### Reading passage
Tuesday, September 07, 2004

Editorial: HIPAA horror stories

The Carroll County Star Tribune (Arkansas) has an editorial that rails against the impact of HIPAA on the ability of community newspapers to report on the comings and goings of hospital patients and the ability of police to track down missing persons. Desipte its conclusion, it doesn't really deal with the impact of HIPAA on quality of care:

"Privacy is certainly a good thing, in this age of information technology which threatens our most basic rights, but when heavy-handed laws are enacted which impede the delivery of medical care, we wonder - isn't it time to revisit these laws and repeal those that are obviously not in the best interest of either our health or our privacy?"
######
### Entries provided
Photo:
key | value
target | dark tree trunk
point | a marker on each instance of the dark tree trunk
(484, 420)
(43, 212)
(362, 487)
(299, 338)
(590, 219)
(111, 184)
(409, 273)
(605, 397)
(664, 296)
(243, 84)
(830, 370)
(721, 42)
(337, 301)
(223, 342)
######
### Entries provided
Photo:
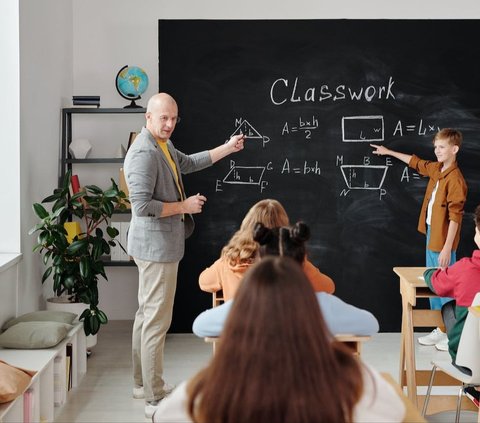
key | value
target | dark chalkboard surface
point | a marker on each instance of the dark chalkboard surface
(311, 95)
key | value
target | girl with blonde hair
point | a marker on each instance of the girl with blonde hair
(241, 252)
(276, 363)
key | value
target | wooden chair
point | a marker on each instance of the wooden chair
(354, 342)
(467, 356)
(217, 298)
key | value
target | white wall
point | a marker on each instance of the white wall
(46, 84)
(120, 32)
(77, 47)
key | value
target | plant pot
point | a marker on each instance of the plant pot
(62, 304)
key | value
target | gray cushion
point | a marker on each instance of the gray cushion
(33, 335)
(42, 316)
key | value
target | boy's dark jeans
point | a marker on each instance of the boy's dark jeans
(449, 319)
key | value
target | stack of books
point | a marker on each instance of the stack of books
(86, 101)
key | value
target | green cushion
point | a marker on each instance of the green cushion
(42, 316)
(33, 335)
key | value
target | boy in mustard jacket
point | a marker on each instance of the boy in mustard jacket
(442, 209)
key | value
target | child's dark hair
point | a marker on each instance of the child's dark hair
######
◆ **Exercise description**
Continue the blog post about the HIPAA editorial, beginning after its last quoted sentence.

◆ **Output of the task**
Thanks to SANS PrivacyBits for the pointer, which also points to a similar-toned editorial from The Lohnotan Valley News (Fallon, NV):

Consider the case of a California man who died recently after coming down with West Nile virus, the mosquito-borne disease that has been spreading like wildfire in northern Nevada. Citing privacy laws, county health officials would not disclose the nature of the man's disease - even to his brother - until after the patient died. The brother was outraged because he didn't know the man was in a potentially life-threatening situation, but at least his brother's confidentiality wasn't breached.

What started out as a noble attempt to ensure that people who changed jobs didn't automatically lose their health insurance somehow morphed in Congress when senators Ted Kennedy (D-Mass.) and Nancy Kassebaum (R-Kan.) got a hold of it.

Not surprisingly, a movement to repeal this ill-conceived legislation is gaining momentum; the sooner the better as far as we're concerned.